Texto propuesto:
········
Él me respondió: “Son almas de personas muertas en gracia de Dios, que están purgando sus culpas, y la diferencia del modo de bañarse con el agua, denota la desigualdad de sus culpas cometidas, y del dolor y la pena que sienten sufriendo por aquéllas. Sin embargo, están seguras del Paraíso. Me enternecí mucho, mucho, con tal vista, y después de un tiempo que estuvimos allí compadeciéndolas, ambos proseguimos el viaje por países vastísimos. Y habiendo caminado mucho, mucho, por países vastísimos, llegamos a un gran río. Pasándolo, no sé de qué manera, llegamos a una gran llanura; caminando por ella vimos a lo lejos grandísimas cantidades de personas, que iban todas hacia el mismo sitio, al que llegué yo también con mi Ángel, y vi a un gran personaje, sentado sobre un trono muy majestuosos, circundado por un indecible esplendor.

Me asusté enseguida, viendo tan gran Majestad, y quedé como inmóvil. Mi ángel se dio cuenta, y me dio ánimo, diciéndome: “Esta es la Justicia Divina, ante la que se presentan rodas las almas que vienen del mundo a ser juzgadas”. Cuando me dijo esto, mi Ángel me retiró un poco aparte, aunque a un lugar en que veíamos muy bien todo; pero quedé tan aterrorizado, que me parecía no podía respirar. Por eso, me volvía con frecuencia a mi ángel, del que me había hecho amigo, quien me decía que no dudara, que lo viera y considerara todo.

Las almas, llenas de grandísimo dolor, iban ante la justicia divina, y tan pronto como comparecían, ella les hacía señas de adónde debían proseguir su viaje, a mano derecha, o bien a mano izquierda. Las de la mano derecha eran enviadas con cara angelical y manos juntas, y cantando alabanzas a Dios se iban. Después, las de la izquierda, en cuanto veían la señal, dando un gran grito, se cubrían los ojos con sus propias manos cerradas, en forma de puño, y de aquella manera caminaban por un camino muy largo.

Estuve mucho tiempo viendo y considerando todo, y con grandísimo temor de que me hiciera una señal, pero la divina justicia nunca me miró.
········
Datos:
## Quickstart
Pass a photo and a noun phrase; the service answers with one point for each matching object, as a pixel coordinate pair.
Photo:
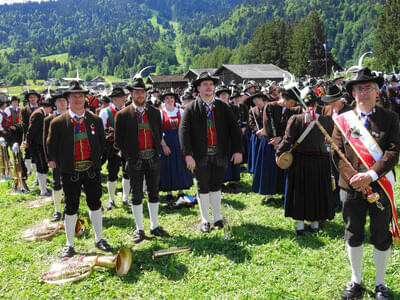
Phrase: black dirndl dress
(173, 172)
(264, 169)
(308, 193)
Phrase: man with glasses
(360, 133)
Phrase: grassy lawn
(263, 260)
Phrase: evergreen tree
(387, 38)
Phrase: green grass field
(263, 260)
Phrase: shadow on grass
(142, 262)
(119, 221)
(235, 204)
(205, 244)
(259, 234)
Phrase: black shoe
(138, 236)
(159, 231)
(126, 202)
(110, 205)
(47, 194)
(205, 227)
(103, 245)
(169, 198)
(219, 224)
(56, 217)
(381, 292)
(353, 291)
(68, 251)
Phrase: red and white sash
(369, 152)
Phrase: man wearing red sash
(205, 131)
(138, 134)
(369, 137)
(108, 115)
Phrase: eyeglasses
(367, 89)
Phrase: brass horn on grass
(45, 230)
(74, 269)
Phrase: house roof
(254, 71)
(165, 78)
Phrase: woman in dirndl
(264, 163)
(308, 193)
(174, 174)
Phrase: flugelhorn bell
(75, 269)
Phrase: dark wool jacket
(60, 141)
(385, 129)
(193, 130)
(126, 131)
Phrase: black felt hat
(75, 87)
(221, 89)
(205, 76)
(333, 93)
(364, 75)
(290, 94)
(137, 84)
(117, 92)
(169, 92)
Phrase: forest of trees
(177, 34)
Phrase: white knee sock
(42, 183)
(314, 225)
(215, 200)
(96, 217)
(33, 165)
(137, 211)
(204, 204)
(300, 225)
(355, 256)
(126, 188)
(69, 224)
(28, 165)
(57, 199)
(381, 261)
(111, 185)
(153, 212)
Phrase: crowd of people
(313, 146)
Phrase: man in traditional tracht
(34, 141)
(138, 134)
(206, 128)
(369, 137)
(13, 113)
(32, 98)
(75, 145)
(114, 160)
(59, 101)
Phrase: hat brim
(68, 92)
(258, 95)
(222, 91)
(175, 95)
(200, 80)
(333, 98)
(378, 80)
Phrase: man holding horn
(369, 137)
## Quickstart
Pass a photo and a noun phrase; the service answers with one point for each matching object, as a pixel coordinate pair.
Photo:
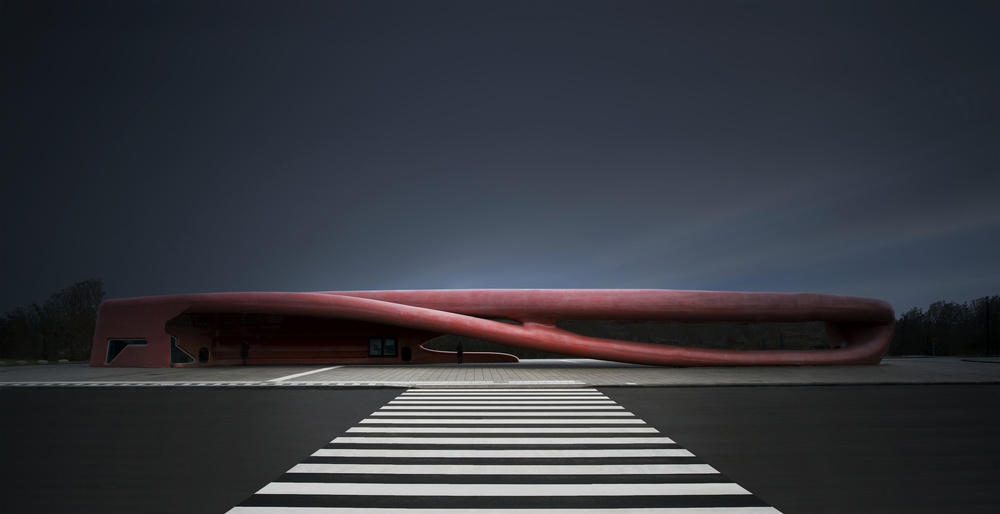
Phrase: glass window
(115, 346)
(375, 347)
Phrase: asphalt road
(802, 449)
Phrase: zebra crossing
(502, 451)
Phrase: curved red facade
(369, 327)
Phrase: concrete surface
(533, 373)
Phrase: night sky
(183, 147)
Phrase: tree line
(949, 328)
(60, 328)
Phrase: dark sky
(180, 147)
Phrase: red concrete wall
(334, 327)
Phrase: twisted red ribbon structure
(338, 327)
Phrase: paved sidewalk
(530, 373)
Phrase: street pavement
(529, 373)
(911, 435)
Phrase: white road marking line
(373, 510)
(504, 430)
(494, 397)
(502, 413)
(545, 390)
(297, 375)
(498, 440)
(498, 407)
(363, 489)
(503, 421)
(595, 401)
(503, 454)
(500, 469)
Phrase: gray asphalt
(803, 449)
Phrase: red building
(390, 327)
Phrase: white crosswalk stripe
(502, 451)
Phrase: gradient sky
(182, 147)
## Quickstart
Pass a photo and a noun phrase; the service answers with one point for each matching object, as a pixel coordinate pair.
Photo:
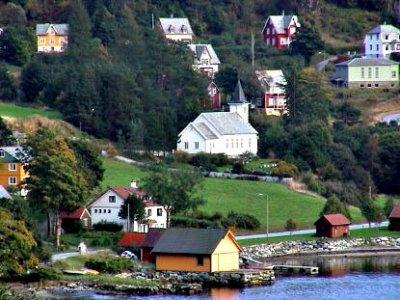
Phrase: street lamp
(267, 208)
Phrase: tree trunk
(58, 230)
(48, 224)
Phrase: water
(372, 277)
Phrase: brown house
(197, 250)
(332, 226)
(150, 240)
(394, 218)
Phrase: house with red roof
(394, 218)
(107, 206)
(278, 30)
(69, 220)
(332, 226)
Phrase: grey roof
(61, 29)
(228, 123)
(367, 62)
(198, 49)
(205, 130)
(175, 25)
(189, 241)
(281, 22)
(238, 95)
(4, 193)
(384, 29)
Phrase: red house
(394, 218)
(332, 226)
(279, 30)
(215, 95)
(150, 240)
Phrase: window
(12, 180)
(200, 260)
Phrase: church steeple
(238, 103)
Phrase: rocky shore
(317, 246)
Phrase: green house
(367, 73)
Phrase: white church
(222, 132)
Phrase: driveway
(304, 231)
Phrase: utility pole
(252, 49)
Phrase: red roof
(76, 214)
(336, 219)
(152, 237)
(131, 239)
(395, 212)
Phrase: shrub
(181, 157)
(242, 221)
(111, 265)
(42, 273)
(107, 226)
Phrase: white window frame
(12, 182)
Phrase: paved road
(65, 255)
(303, 231)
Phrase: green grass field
(20, 112)
(225, 195)
(357, 233)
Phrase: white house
(107, 206)
(221, 132)
(177, 29)
(205, 59)
(381, 41)
(273, 100)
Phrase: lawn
(19, 112)
(356, 233)
(225, 195)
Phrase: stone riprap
(316, 246)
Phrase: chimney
(134, 184)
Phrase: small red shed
(152, 237)
(332, 226)
(394, 218)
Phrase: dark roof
(335, 219)
(238, 95)
(189, 241)
(132, 239)
(152, 237)
(76, 214)
(395, 212)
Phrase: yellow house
(12, 172)
(197, 250)
(52, 37)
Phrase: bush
(242, 221)
(111, 265)
(107, 226)
(42, 273)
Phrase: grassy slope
(19, 112)
(224, 195)
(358, 233)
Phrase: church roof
(227, 123)
(238, 95)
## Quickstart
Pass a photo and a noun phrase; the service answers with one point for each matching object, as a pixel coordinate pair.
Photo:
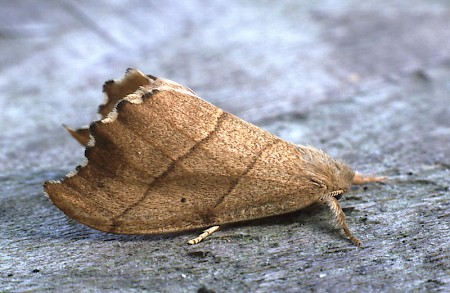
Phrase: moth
(162, 160)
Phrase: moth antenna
(205, 234)
(362, 179)
(339, 214)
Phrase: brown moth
(163, 160)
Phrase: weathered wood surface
(369, 83)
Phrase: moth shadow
(315, 215)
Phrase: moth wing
(149, 170)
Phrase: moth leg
(361, 179)
(205, 234)
(335, 207)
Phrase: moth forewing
(163, 160)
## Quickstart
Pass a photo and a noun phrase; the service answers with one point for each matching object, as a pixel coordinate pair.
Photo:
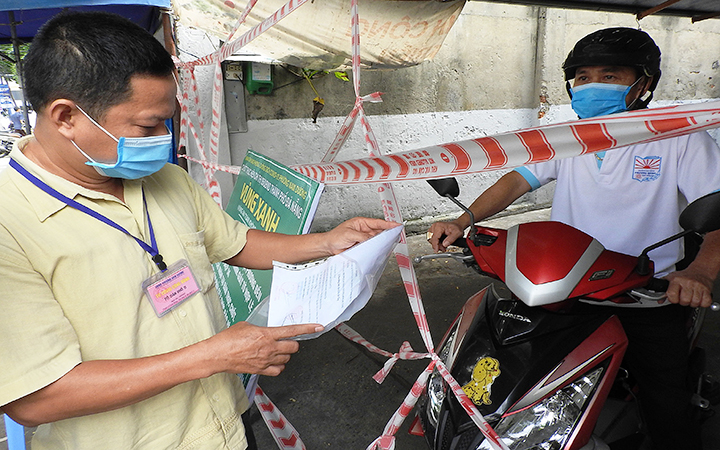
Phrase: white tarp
(318, 35)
········
Enunciado del ejercicio:
Reproduce sin ningún cambio el fragmento del texto propuesto que comienza con “Las almas, llenas” y sigue hasta “camino muy largo.”.

Espacio de respuesta:
Las almas, llenas de grandísimo dolor, iban ante la justicia divina, y tan pronto como comparecían, ella les hacía señas de adónde debían proseguir su viaje, a mano derecha, o bien a mano izquierda. Las de la mano derecha eran enviadas con cara angelical y manos juntas, y cantando alabanzas a Dios se iban. Después, las de la izquierda, en cuanto veían la señal, dando un gran grito, se cubrían los ojos con sus propias manos cerradas, en forma de puño, y de aquella manera caminaban por un camino muy largo.